*** Opening EXERCISE PASSAGE ***

On June 25, 1863, Whitaker was promoted to brigadier general, and given brigade command in the Army of the Cumberland that August. He fought at the Union defense at the Battle of Chickamauga that fall as part of Brig. Gen. Gordon Granger's Reserve Corps, and was again wounded, hit in his abdomen on September 20. He continued to serve in the Army of the Cumberland, fighting at Lookout Mountain and Rossville Gap during the Third Battle of Chattanooga on November 23 and was once more wounded in action during the fight. Furthermore, he was reportedly so drunk at Chickamauga that his regimental commanders had to fend for themselves. At Lookout Mountain he was also "deep in his cups" though he was sober enough to order a charge that contributed to the Union success.

Whitaker and his brigade then fought during the Atlanta campaign of 1864. He participated in the inconclusive Battle of Resaca that spring, and received his last Civil War wound there on May 15 when he was injured by the concussion of an artillery shell which exploded nearby. He recovered by that fall and was given divisional command in the Army of the Cumberland beginning on September 19. Whitaker participated in the Battle of Franklin on November 30, 1864, and then at the Battle of Nashville on December 15 and 16, serving under Maj. Gen. George H. Thomas.

On March 13, 1865, Whitaker was appointed a brevet major general for his actions near Atlanta, Georgia, on that date. He was then mustered out of the Union Army on August 24, after the end of the American Civil War.

==Postbellum==
After leaving the U.S. Army, Whitaker was a lawyer in Louisville, Kentucky, again in criminal cases. He also reportedly drank to excess most of his life, and spent some years in a mental asylum after the war. Whitaker died at the age of 63 in Lyndon, Kentucky, supposedly in full mental health, and was buried in Shelbyville's Grove Hill Cemetery.

*** Closing EXERCISE PASSAGE ***
*** Opening DATA EXCERPTS ***

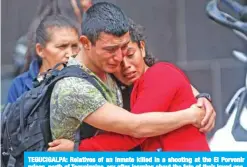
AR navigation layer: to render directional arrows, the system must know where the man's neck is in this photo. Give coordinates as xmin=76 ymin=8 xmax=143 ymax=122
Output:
xmin=82 ymin=56 xmax=107 ymax=82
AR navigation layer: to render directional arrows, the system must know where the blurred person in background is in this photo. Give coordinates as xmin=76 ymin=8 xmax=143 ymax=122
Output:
xmin=48 ymin=19 xmax=213 ymax=151
xmin=7 ymin=0 xmax=88 ymax=103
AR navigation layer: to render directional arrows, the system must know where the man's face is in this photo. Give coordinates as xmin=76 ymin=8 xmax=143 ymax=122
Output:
xmin=90 ymin=32 xmax=130 ymax=73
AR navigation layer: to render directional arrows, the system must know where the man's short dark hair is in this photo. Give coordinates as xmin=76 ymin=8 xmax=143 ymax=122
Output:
xmin=82 ymin=2 xmax=129 ymax=45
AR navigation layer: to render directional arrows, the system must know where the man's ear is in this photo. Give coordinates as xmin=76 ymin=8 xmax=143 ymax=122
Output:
xmin=80 ymin=35 xmax=92 ymax=50
xmin=140 ymin=41 xmax=146 ymax=57
xmin=35 ymin=43 xmax=45 ymax=59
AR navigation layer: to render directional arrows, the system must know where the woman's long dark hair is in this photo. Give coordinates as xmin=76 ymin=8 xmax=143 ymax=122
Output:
xmin=23 ymin=0 xmax=82 ymax=72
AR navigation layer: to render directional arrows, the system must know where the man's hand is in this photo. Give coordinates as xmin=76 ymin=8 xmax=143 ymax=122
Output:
xmin=47 ymin=139 xmax=74 ymax=151
xmin=197 ymin=97 xmax=216 ymax=133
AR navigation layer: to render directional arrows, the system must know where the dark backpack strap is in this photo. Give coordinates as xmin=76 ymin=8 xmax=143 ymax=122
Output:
xmin=39 ymin=65 xmax=106 ymax=151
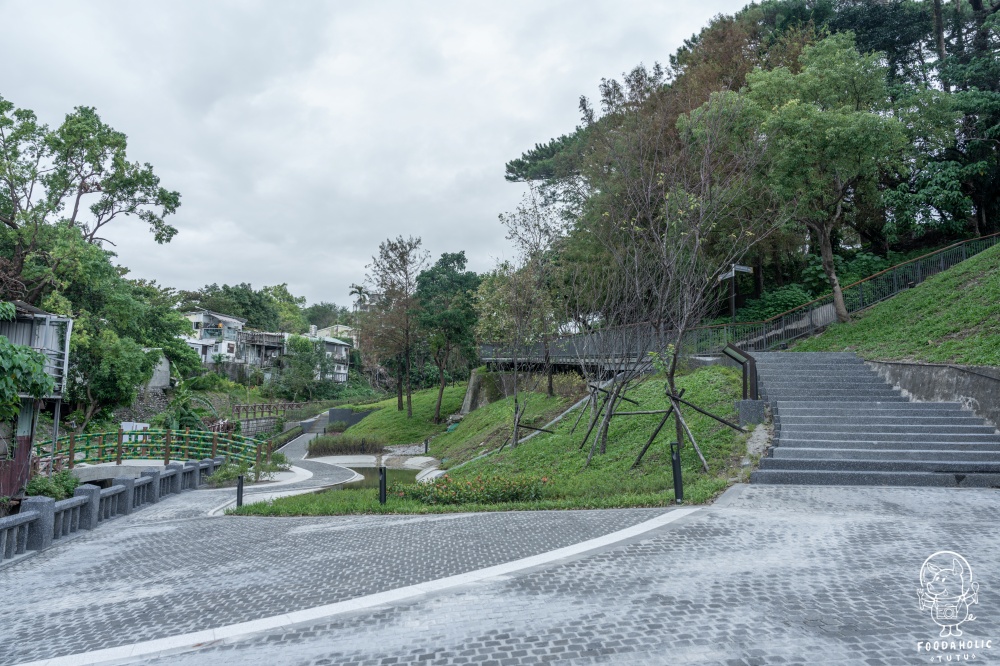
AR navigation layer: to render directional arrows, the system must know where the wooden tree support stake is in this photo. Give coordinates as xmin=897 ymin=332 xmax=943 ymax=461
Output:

*** Closing DATA EXCERPTS ***

### ASSIGNMENT:
Answer these questions using the text about Whitaker at the top of the page:
(a) On what date was Whitaker promoted to brigadier general?
(b) What caused the wound he received at the Battle of Resaca?
(c) Where was he buried?

### SOLUTION FOR THIS PROBLEM:
(a) June 25, 1863.
(b) The concussion of an artillery shell that exploded nearby.
(c) Grove Hill Cemetery in Shelbyville.